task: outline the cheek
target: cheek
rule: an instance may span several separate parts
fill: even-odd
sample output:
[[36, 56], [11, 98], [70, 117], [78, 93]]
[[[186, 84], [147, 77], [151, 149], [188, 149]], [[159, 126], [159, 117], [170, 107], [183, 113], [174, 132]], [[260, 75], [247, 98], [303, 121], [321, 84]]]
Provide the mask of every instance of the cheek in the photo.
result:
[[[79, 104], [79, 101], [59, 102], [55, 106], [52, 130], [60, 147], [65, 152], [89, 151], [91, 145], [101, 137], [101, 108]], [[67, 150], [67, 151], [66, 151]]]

------

* _The task_
Recopy all of the records verbatim.

* _Exercise output_
task: outline the cheek
target: cheek
rule: an instance may span several separate parts
fill: even-odd
sample output:
[[36, 56], [11, 98], [70, 117], [78, 93]]
[[[186, 84], [147, 77], [151, 149], [188, 149]], [[159, 126], [159, 117], [170, 107], [183, 113], [174, 132]], [[260, 75], [247, 98], [303, 121], [321, 84]]]
Provide the mask of every instance of the cheek in the photo.
result:
[[[79, 104], [79, 101], [59, 102], [55, 106], [52, 130], [60, 147], [65, 152], [89, 151], [91, 145], [101, 137], [101, 108]], [[67, 150], [67, 151], [66, 151]]]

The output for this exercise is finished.